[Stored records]
════════════════

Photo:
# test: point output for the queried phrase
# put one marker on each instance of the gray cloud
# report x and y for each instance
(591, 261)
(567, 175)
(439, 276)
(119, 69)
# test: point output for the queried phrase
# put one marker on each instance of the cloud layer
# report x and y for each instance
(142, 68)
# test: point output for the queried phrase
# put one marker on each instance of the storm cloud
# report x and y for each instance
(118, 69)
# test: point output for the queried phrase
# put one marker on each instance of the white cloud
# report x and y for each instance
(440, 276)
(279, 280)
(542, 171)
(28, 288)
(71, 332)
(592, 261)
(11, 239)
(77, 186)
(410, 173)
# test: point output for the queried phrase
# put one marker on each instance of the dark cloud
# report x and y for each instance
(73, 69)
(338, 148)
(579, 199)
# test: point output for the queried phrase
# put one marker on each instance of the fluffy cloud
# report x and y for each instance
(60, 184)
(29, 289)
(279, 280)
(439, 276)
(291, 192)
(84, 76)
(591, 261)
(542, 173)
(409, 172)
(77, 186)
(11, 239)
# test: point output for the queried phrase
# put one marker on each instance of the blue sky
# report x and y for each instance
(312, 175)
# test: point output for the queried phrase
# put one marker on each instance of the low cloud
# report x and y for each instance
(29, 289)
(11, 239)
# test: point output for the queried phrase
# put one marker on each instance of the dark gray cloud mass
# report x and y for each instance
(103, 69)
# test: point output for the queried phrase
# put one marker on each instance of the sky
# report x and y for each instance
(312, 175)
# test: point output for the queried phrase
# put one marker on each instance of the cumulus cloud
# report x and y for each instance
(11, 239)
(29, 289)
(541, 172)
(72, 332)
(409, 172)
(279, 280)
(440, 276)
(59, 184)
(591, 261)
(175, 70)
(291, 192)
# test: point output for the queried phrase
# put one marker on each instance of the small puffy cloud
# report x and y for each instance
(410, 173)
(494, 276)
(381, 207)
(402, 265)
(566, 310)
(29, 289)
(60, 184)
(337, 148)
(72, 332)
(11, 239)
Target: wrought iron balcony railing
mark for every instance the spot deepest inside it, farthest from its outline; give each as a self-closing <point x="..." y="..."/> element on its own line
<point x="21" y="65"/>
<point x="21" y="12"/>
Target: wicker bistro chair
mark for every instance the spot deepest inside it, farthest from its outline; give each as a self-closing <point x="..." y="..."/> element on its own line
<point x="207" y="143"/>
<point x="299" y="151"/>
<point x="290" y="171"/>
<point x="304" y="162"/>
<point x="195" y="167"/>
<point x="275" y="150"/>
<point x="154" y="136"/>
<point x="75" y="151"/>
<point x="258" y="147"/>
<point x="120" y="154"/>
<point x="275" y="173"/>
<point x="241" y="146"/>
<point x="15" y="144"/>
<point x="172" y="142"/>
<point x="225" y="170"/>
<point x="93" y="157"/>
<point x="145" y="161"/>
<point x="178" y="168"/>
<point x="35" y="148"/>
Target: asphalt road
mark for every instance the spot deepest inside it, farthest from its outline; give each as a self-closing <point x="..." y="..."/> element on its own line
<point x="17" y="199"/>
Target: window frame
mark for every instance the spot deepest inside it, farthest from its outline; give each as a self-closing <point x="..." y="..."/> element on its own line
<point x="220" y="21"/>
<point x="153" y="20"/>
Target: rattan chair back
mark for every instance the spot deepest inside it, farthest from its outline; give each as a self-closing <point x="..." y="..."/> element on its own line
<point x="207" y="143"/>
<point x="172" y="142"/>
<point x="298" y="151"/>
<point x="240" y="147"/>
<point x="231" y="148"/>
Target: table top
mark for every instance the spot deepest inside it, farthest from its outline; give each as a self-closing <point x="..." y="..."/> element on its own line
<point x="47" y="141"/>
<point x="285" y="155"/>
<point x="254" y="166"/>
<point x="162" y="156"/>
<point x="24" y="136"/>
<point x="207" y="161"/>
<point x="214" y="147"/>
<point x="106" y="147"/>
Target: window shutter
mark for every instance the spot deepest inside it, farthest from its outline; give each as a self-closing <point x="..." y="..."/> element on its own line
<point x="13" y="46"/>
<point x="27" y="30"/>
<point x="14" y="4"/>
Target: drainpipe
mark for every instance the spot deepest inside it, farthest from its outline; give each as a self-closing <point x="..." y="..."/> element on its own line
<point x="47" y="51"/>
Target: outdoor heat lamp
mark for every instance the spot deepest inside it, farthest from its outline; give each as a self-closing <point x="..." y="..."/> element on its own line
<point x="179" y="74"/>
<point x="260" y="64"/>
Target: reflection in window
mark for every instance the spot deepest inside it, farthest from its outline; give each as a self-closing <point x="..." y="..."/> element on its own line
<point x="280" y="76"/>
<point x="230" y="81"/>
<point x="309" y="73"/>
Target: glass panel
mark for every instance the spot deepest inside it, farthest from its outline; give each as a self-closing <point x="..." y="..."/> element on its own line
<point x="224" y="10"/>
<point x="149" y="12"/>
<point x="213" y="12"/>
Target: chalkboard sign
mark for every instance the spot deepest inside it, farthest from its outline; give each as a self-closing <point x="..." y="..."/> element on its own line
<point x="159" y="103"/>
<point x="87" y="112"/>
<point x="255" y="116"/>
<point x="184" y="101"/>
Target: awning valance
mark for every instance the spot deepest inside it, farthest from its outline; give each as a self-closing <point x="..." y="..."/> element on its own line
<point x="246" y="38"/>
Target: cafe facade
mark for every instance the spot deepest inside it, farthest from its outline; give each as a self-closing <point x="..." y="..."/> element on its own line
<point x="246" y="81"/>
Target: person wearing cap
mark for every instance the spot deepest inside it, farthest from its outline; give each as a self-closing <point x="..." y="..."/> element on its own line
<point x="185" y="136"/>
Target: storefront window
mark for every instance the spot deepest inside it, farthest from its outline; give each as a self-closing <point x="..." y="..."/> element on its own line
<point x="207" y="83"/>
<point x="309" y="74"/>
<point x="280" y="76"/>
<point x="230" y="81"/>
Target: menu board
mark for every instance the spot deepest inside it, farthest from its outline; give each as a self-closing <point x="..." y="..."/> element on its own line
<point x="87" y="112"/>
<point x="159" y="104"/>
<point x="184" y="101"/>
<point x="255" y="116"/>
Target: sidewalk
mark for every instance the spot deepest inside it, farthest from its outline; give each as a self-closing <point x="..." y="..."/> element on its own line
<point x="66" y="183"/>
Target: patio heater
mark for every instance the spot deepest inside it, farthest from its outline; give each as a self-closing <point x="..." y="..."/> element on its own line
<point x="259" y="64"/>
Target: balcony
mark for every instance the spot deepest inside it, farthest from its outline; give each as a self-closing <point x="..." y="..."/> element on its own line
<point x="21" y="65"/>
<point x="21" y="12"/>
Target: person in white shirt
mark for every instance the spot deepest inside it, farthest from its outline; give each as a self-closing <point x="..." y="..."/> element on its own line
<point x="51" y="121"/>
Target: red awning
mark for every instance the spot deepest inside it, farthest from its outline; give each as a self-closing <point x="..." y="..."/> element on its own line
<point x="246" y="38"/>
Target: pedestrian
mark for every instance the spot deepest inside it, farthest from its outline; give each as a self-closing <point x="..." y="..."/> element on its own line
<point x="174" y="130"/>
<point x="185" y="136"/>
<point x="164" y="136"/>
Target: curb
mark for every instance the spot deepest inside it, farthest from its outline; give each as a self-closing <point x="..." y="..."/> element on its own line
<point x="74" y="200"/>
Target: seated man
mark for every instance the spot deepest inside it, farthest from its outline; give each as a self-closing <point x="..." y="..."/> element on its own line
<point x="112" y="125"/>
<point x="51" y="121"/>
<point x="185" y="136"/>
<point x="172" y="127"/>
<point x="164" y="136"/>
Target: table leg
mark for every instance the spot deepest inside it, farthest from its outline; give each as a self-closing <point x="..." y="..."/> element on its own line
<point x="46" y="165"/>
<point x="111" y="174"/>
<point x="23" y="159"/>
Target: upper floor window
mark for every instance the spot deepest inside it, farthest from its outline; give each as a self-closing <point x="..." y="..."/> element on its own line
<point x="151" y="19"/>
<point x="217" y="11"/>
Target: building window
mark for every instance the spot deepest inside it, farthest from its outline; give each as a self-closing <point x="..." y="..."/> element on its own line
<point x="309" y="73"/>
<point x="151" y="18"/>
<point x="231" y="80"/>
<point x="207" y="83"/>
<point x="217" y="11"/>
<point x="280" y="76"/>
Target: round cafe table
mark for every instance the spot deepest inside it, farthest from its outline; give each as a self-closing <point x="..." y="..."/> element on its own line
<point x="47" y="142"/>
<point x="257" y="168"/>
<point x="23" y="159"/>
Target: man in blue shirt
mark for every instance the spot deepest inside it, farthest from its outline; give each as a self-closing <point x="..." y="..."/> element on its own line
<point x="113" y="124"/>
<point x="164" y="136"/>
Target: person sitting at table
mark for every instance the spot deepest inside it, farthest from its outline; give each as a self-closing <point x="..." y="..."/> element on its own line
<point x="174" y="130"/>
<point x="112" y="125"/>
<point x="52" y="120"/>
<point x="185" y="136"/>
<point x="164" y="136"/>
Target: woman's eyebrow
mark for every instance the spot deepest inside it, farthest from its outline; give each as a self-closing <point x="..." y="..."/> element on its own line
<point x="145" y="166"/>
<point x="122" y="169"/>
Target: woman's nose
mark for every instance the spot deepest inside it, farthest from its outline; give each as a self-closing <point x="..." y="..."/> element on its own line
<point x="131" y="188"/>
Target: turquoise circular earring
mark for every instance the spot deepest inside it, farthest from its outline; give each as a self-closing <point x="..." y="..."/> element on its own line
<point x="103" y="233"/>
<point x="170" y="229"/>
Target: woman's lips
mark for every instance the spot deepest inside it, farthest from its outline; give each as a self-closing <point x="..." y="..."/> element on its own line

════════════════

- _AIM OF THE TASK_:
Please give the part of the listing that opens with the line containing "Target: woman's nose" and runs through its end as a numbered list, leaving out any blank lines.

- _ANSWER FOR THE TASK_:
1. Target: woman's nose
2. mark for every instance the spot deepest inside it, farthest from its outline; give each as a self-closing <point x="..." y="..."/> element on its own line
3. <point x="131" y="188"/>
4. Target: turquoise circular earring
5. mark for every instance the spot deepest inside it, farthest from its outline; give each as a self-closing <point x="..." y="..."/> element on its own line
6. <point x="103" y="233"/>
7. <point x="170" y="229"/>
8. Target: woman's lips
9. mark for every instance the spot deepest inside it, farthest from its outline; give each as a self-closing <point x="..." y="..."/> element on its own line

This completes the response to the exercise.